→ What is expected
Recast the lines of the listing between the line containing "Where can you see the gold medal?" and the line containing "<point>162,171</point>", inclusive, as a numbered list, leaving out any blank lines.
— Begin Given records —
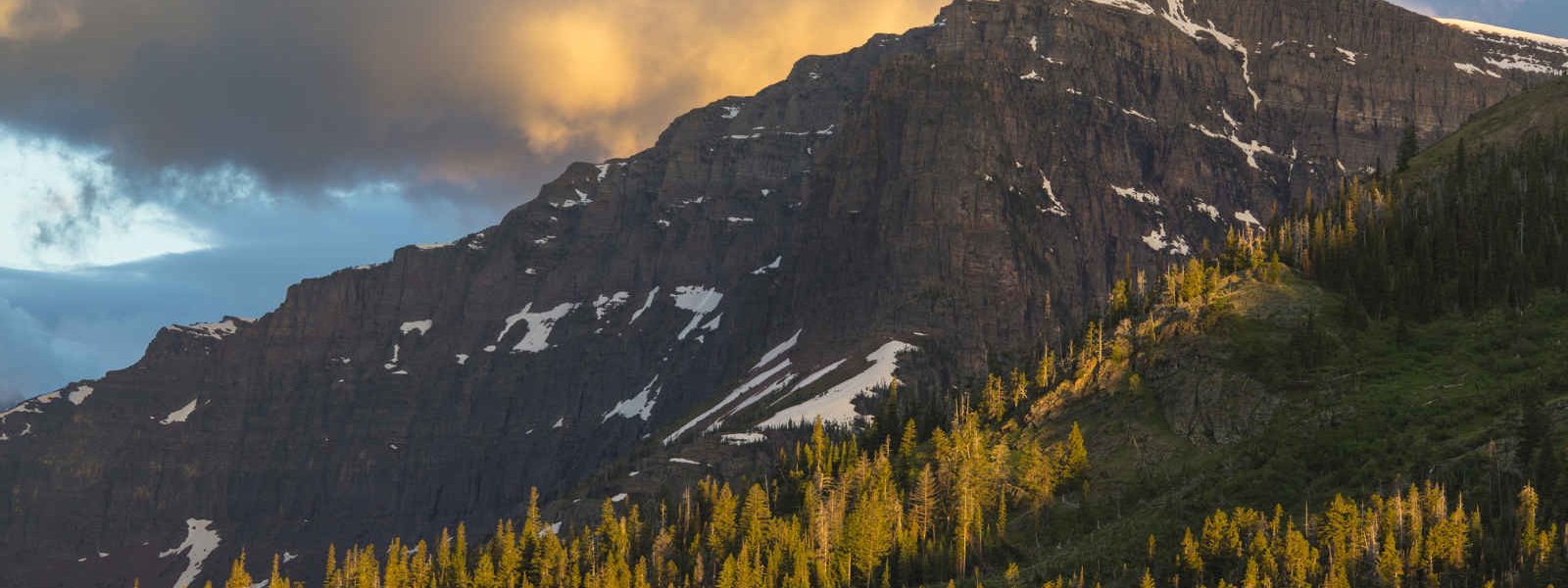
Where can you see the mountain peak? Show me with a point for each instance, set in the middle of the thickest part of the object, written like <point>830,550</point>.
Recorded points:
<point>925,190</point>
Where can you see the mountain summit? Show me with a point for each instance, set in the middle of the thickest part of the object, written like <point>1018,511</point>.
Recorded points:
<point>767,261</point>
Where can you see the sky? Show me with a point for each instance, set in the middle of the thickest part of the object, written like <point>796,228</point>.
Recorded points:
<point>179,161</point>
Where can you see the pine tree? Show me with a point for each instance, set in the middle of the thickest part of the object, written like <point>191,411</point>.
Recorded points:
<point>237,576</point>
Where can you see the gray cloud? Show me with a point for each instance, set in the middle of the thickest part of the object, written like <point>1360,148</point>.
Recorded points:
— End Given records —
— Begin Given records —
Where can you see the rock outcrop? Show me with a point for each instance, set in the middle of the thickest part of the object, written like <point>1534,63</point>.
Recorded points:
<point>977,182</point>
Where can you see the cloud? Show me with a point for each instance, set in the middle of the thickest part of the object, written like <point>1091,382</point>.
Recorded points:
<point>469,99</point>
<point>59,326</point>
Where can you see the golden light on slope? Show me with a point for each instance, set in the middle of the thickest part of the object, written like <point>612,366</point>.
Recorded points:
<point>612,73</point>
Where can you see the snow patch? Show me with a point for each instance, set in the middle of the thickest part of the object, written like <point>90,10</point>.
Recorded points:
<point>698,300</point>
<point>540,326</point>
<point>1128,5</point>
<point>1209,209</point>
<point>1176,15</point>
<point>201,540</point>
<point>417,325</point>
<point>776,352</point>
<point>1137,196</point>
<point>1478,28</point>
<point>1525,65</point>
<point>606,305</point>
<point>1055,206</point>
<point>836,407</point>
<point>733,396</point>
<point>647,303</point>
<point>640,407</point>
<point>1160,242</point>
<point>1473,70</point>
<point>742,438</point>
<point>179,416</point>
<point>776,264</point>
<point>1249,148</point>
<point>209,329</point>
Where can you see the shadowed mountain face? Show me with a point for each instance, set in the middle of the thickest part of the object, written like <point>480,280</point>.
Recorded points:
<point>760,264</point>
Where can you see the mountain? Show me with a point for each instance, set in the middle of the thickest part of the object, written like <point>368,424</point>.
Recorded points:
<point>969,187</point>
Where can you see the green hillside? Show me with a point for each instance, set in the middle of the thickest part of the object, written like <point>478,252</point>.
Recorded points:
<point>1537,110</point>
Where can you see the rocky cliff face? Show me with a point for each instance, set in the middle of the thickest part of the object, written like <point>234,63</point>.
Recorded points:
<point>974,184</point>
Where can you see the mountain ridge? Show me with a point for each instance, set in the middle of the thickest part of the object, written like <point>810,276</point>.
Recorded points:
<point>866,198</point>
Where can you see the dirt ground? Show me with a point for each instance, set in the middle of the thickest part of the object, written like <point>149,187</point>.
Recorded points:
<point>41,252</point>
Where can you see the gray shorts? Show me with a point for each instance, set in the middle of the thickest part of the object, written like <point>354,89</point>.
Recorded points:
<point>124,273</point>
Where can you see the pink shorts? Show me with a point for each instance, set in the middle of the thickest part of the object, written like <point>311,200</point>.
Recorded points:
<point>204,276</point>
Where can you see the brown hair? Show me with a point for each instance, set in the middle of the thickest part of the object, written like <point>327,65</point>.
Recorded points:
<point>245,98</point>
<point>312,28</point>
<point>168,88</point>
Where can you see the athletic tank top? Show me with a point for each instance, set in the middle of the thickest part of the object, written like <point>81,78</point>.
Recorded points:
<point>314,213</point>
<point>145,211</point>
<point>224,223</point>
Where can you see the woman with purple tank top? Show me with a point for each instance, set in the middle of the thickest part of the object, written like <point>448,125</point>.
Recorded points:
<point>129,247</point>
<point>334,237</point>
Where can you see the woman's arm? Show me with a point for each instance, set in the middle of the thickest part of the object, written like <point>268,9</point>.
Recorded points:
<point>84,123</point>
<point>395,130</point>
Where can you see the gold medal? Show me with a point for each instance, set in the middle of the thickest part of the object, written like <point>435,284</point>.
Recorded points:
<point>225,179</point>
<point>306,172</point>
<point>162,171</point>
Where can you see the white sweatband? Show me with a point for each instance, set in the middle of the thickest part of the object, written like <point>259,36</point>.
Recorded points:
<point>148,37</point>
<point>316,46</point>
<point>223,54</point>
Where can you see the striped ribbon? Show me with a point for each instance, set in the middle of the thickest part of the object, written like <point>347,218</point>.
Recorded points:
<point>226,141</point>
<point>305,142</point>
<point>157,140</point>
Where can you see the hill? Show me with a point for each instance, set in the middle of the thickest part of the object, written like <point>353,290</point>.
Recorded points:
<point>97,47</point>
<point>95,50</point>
— End Given records —
→ Output of the exercise
1. Where can you see the gold medal? Show me with a point for each instance, set in the middle of the thickest part of the object, written like <point>435,284</point>.
2. Recorded points:
3. <point>225,179</point>
4. <point>306,172</point>
5. <point>162,171</point>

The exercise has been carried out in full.